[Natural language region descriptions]

_ _ _ _ _

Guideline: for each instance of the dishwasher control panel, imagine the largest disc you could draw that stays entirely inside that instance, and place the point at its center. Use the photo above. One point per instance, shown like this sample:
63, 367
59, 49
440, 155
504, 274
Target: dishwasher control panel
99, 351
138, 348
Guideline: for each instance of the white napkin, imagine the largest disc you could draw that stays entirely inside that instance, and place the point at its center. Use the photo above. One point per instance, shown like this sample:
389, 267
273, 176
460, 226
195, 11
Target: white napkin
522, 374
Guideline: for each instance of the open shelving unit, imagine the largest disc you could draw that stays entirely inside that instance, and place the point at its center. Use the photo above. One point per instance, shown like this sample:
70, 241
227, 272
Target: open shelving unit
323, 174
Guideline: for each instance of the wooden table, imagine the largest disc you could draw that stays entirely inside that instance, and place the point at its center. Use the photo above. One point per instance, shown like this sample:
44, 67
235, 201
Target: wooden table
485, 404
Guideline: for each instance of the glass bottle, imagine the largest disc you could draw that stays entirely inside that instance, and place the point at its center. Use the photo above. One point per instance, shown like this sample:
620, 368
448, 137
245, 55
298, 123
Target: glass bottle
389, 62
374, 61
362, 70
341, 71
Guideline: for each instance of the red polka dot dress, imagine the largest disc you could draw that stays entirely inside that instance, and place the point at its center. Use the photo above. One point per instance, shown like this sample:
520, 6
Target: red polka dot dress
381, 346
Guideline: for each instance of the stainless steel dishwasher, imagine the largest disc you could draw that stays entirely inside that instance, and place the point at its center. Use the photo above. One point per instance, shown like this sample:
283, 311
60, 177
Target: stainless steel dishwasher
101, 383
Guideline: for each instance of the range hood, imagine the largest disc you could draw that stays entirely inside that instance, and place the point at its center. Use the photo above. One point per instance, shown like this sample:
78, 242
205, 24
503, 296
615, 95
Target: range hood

_ _ _ _ _

Nothing in the records may be altered; restate them word for word.

Guideline: for each instance of the dishwasher control panel, imagine the largest disc you could draw that stays entirely inside that instance, and place the point at its center. Use the photo above. One point per instance, shown like this sample:
63, 367
59, 49
440, 155
504, 274
Target: dishwasher control panel
99, 351
138, 348
Guideline: for each instance of the white napkin, imagine the largest disc you could draw that stays entirely inside that instance, and place the point at its center. Use the photo above. One point per instance, shown like this sample:
389, 267
273, 176
460, 226
195, 11
Target: white napkin
522, 374
Guideline: for each instance of the open shelving unit, imagine the largest disc you could draw that stays entirely inside that instance, and place the point at its center. Use the photo above. One point per instance, shown like this sample:
70, 241
227, 272
Target: open shelving unit
323, 174
Guideline: for each instance of the wooden table, imagine the largest disc you could draw that stays entirely inside that instance, and place the point at its center. Use the photo above. One point per instance, shown like this sample:
44, 67
235, 201
Target: wooden table
485, 404
Guideline: for each instance of the glass bottle, imagine the largest disc you could draw that stays entirely inside that instance, and place the point at its center. Use the photo above. One point per instance, shown like this sample:
620, 368
448, 137
245, 55
298, 123
Target: glass bottle
389, 62
374, 61
362, 70
341, 71
Guideline: for each instance of the red polka dot dress, imagine the largest disc you could draw that stays entirely inside that instance, and place the point at its center. Use the photo above. One point per instance, shown like this sample:
520, 6
Target: red polka dot dress
381, 346
Guideline: for each instance of the stainless steel dishwasher, imagine the largest disc you could draw that stays entirely inside that instance, and place the point at its center. Use the photo above. One point per instance, shown like this sample:
283, 311
60, 177
Target: stainless steel dishwasher
101, 383
Guideline: for each instance of the range hood, imagine the largest disc you could draw that stays entirely inside that instance, and place the point at its center. Use the photo above. One point per instance, shown like this sample:
78, 242
205, 24
503, 296
615, 95
Target: range hood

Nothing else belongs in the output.